* Problem to solve *
Within the records below, how many lines hold the string "person"? State that number and nothing else.

* Records for processing *

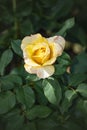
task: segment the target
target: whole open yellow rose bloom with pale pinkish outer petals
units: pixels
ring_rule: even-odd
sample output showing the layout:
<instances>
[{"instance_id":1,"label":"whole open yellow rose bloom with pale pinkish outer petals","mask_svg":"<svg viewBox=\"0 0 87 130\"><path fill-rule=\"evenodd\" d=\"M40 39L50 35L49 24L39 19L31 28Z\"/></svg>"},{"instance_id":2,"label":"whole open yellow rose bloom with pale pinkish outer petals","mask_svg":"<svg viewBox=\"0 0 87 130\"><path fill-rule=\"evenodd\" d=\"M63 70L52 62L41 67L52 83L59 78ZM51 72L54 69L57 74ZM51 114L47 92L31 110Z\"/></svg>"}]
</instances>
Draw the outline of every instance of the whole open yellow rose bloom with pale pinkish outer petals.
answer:
<instances>
[{"instance_id":1,"label":"whole open yellow rose bloom with pale pinkish outer petals","mask_svg":"<svg viewBox=\"0 0 87 130\"><path fill-rule=\"evenodd\" d=\"M53 64L62 55L64 47L65 40L61 36L45 38L41 34L35 34L24 37L21 48L26 71L43 79L53 75Z\"/></svg>"}]
</instances>

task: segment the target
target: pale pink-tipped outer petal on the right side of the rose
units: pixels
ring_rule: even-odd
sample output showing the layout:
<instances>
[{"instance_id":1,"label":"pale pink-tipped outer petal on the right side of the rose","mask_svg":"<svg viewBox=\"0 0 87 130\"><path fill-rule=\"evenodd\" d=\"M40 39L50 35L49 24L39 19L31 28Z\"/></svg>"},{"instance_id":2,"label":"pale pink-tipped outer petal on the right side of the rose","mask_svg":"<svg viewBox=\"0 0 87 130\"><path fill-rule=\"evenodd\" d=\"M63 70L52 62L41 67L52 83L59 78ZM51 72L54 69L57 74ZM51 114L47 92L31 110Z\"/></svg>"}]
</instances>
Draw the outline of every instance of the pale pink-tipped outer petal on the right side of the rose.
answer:
<instances>
[{"instance_id":1,"label":"pale pink-tipped outer petal on the right side of the rose","mask_svg":"<svg viewBox=\"0 0 87 130\"><path fill-rule=\"evenodd\" d=\"M62 55L63 49L65 47L65 40L61 36L54 36L47 38L51 50L51 57L50 59L45 62L43 65L52 65L56 58L60 55Z\"/></svg>"}]
</instances>

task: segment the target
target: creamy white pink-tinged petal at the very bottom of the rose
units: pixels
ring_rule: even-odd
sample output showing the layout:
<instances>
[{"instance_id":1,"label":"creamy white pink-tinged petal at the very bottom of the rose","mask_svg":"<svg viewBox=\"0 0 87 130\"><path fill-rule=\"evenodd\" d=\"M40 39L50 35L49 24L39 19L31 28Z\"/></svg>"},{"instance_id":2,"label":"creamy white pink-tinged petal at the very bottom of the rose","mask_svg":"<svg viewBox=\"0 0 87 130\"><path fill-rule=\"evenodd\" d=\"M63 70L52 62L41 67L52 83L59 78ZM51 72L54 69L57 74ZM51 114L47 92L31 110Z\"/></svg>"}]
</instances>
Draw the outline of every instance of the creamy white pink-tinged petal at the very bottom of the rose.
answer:
<instances>
[{"instance_id":1,"label":"creamy white pink-tinged petal at the very bottom of the rose","mask_svg":"<svg viewBox=\"0 0 87 130\"><path fill-rule=\"evenodd\" d=\"M37 69L37 76L39 78L48 78L50 77L51 75L53 75L55 72L55 68L54 66L44 66L44 67L41 67L41 68L38 68Z\"/></svg>"}]
</instances>

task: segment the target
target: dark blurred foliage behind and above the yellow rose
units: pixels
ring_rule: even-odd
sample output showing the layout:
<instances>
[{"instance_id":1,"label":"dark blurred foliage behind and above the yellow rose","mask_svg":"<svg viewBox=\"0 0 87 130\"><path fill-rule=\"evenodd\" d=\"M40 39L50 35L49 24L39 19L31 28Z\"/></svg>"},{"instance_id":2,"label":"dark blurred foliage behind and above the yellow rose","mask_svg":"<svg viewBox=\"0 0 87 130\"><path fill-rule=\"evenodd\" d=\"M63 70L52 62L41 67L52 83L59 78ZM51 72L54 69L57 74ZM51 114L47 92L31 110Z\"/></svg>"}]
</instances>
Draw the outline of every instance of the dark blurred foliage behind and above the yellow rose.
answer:
<instances>
[{"instance_id":1,"label":"dark blurred foliage behind and above the yellow rose","mask_svg":"<svg viewBox=\"0 0 87 130\"><path fill-rule=\"evenodd\" d=\"M41 33L55 35L64 22L75 17L75 25L65 36L66 50L75 54L87 46L87 0L2 0L0 1L0 51L12 39Z\"/></svg>"}]
</instances>

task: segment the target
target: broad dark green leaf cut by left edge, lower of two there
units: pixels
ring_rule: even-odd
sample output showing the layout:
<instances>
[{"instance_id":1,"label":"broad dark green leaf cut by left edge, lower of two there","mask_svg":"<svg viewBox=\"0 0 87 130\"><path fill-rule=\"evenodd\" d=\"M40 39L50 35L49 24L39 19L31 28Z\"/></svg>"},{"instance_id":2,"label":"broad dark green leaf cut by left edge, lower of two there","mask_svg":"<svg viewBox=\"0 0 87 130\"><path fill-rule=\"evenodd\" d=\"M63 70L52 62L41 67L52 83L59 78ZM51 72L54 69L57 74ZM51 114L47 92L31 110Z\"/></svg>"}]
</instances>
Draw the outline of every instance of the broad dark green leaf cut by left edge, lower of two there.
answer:
<instances>
[{"instance_id":1,"label":"broad dark green leaf cut by left edge, lower of two there","mask_svg":"<svg viewBox=\"0 0 87 130\"><path fill-rule=\"evenodd\" d=\"M0 94L0 114L4 114L11 110L16 104L15 95L10 92Z\"/></svg>"}]
</instances>

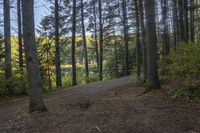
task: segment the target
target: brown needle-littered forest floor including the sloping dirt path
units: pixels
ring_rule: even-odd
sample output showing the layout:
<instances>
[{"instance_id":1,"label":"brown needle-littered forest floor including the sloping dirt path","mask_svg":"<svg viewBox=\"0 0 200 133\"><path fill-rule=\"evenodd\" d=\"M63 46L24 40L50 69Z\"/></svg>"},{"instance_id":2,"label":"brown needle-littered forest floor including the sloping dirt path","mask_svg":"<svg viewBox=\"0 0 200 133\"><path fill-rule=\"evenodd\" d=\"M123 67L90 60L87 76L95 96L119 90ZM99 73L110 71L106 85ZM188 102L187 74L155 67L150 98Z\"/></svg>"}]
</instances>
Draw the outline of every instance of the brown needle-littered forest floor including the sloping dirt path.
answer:
<instances>
[{"instance_id":1,"label":"brown needle-littered forest floor including the sloping dirt path","mask_svg":"<svg viewBox=\"0 0 200 133\"><path fill-rule=\"evenodd\" d=\"M174 101L170 85L144 93L131 77L44 96L49 112L25 113L28 98L0 103L0 133L200 133L200 103Z\"/></svg>"}]
</instances>

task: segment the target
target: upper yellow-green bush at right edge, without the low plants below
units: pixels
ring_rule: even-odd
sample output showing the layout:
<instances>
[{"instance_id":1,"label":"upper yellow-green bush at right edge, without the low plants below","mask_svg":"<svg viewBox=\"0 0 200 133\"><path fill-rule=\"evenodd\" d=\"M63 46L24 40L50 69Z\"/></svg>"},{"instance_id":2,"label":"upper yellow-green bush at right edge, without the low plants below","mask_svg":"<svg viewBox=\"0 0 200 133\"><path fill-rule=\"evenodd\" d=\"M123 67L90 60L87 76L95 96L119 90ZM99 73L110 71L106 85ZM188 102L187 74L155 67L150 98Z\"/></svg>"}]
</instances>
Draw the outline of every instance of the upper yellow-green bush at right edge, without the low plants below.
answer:
<instances>
[{"instance_id":1,"label":"upper yellow-green bush at right edge, without the low plants below","mask_svg":"<svg viewBox=\"0 0 200 133\"><path fill-rule=\"evenodd\" d=\"M189 84L200 82L200 45L181 44L168 58L165 69L172 80L181 80Z\"/></svg>"}]
</instances>

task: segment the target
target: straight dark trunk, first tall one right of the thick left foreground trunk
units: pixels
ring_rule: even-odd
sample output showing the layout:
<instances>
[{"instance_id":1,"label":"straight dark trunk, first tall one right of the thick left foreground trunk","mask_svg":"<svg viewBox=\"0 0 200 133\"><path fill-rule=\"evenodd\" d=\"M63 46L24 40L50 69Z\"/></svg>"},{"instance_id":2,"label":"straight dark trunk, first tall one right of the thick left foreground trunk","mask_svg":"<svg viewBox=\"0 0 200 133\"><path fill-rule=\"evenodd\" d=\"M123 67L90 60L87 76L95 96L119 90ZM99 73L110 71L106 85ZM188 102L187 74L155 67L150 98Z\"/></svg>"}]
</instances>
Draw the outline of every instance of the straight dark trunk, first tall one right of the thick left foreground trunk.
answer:
<instances>
[{"instance_id":1,"label":"straight dark trunk, first tall one right of the thick left foreground trunk","mask_svg":"<svg viewBox=\"0 0 200 133\"><path fill-rule=\"evenodd\" d=\"M59 5L58 0L55 0L55 60L56 60L56 87L62 87L62 74L60 63L60 43L59 43Z\"/></svg>"}]
</instances>

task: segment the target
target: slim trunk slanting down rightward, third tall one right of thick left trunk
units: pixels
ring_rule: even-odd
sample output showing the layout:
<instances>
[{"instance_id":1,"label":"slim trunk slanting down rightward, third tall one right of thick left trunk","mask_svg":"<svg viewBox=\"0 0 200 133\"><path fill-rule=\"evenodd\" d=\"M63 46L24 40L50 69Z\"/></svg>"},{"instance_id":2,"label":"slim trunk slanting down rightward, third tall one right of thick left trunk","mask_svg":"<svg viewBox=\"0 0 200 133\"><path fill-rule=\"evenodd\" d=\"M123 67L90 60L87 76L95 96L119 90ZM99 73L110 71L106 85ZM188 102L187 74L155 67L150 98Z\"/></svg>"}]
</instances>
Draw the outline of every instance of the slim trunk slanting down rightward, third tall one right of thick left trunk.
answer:
<instances>
[{"instance_id":1,"label":"slim trunk slanting down rightward, third tall one right of thick left trunk","mask_svg":"<svg viewBox=\"0 0 200 133\"><path fill-rule=\"evenodd\" d=\"M85 22L84 22L84 5L83 0L81 0L81 22L82 22L82 36L83 36L83 48L84 48L84 59L85 59L85 76L89 76L89 67L88 67L88 52L87 52L87 41L85 35Z\"/></svg>"}]
</instances>

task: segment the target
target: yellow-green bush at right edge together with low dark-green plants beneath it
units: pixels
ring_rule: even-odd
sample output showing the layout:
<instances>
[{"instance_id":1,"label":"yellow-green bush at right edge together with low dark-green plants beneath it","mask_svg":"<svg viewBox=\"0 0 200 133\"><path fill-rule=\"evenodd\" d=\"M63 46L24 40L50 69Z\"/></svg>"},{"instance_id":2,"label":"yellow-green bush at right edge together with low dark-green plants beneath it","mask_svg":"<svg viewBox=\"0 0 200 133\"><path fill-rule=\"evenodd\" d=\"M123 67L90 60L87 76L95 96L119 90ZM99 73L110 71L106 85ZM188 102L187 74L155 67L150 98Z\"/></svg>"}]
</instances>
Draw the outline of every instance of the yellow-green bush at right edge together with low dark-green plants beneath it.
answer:
<instances>
[{"instance_id":1,"label":"yellow-green bush at right edge together with low dark-green plants beneath it","mask_svg":"<svg viewBox=\"0 0 200 133\"><path fill-rule=\"evenodd\" d=\"M197 101L200 99L200 45L180 44L171 52L166 62L161 62L162 77L178 81L179 85L170 89L174 99Z\"/></svg>"}]
</instances>

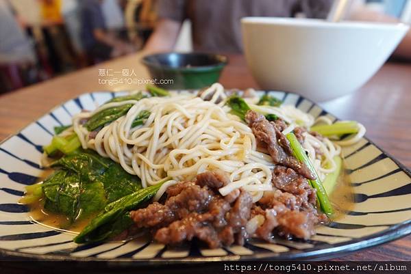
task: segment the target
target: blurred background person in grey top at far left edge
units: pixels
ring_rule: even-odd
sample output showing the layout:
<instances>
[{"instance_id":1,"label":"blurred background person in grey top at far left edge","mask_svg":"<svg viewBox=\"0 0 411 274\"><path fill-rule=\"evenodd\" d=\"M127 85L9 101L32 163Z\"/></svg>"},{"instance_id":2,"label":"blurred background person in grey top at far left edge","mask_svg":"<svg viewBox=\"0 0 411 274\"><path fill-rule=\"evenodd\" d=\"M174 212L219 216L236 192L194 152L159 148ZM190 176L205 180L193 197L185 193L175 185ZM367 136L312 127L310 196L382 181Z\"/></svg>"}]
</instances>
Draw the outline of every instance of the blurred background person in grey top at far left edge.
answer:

* Reply to the task *
3